● **Exercise inputs**:
"""

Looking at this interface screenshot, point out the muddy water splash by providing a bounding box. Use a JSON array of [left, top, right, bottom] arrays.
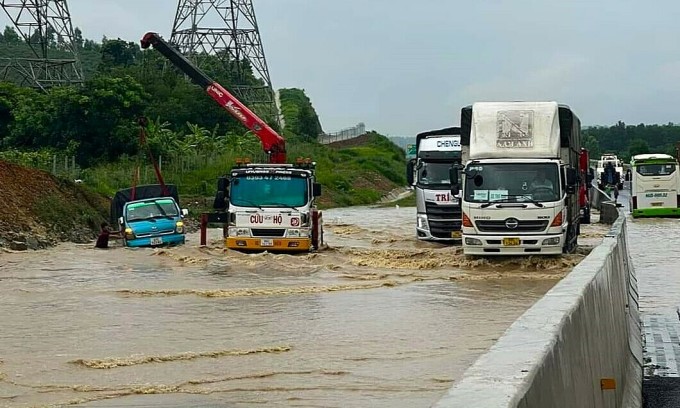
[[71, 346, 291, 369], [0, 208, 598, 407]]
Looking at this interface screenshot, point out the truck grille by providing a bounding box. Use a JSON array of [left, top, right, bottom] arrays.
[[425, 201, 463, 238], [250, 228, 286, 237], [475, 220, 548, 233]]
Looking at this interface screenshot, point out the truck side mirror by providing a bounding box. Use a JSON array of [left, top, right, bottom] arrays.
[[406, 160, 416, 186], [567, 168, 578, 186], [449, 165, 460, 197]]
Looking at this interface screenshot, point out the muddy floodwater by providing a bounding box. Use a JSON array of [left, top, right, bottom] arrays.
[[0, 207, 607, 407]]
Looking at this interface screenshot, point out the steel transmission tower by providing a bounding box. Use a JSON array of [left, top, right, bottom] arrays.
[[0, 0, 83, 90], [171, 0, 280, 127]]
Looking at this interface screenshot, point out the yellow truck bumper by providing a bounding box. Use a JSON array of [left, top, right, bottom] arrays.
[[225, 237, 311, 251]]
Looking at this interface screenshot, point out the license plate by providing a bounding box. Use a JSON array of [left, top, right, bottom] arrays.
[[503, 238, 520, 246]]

"""
"""

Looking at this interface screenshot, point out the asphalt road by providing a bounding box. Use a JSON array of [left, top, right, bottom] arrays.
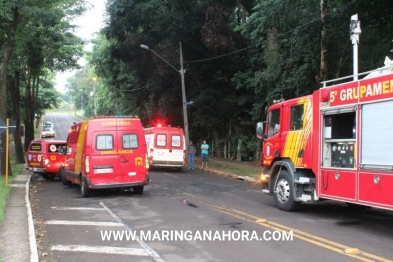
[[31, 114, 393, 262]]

"""
"""

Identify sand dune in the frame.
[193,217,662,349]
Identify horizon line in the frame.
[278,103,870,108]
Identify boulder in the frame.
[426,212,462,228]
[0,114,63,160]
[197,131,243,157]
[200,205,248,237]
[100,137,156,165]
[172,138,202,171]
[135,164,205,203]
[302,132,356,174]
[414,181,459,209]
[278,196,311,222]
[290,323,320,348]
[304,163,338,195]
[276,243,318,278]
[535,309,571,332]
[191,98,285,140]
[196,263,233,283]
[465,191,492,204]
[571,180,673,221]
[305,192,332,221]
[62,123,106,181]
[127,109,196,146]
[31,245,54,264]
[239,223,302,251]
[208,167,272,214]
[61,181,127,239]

"""

● **Directions**: From the material above, copy out word for word the stretch from the line containing "Looking at this interface screenshot, point out the truck grille" through the line containing "[[0, 207, 607, 407]]", including both of those lines and nothing else.

● **Completed exercise**:
Looking at this interface screenshot, point out the truck grille by providing a bounding box. Use a JSON array of [left, top, right, bottom] arrays.
[[425, 201, 463, 238], [250, 228, 286, 237], [475, 220, 548, 233]]
Looking at this interface screenshot, point out the truck side mirror by providing a bounding box. Use a JSON array of [left, top, right, bottom] arrays.
[[406, 160, 416, 186], [567, 168, 578, 186], [449, 165, 460, 197]]
Looking at this interface screenshot, point out the muddy floodwater by providing a bounding box. Use a JSON array of [left, top, right, bottom] arrays.
[[0, 207, 607, 407]]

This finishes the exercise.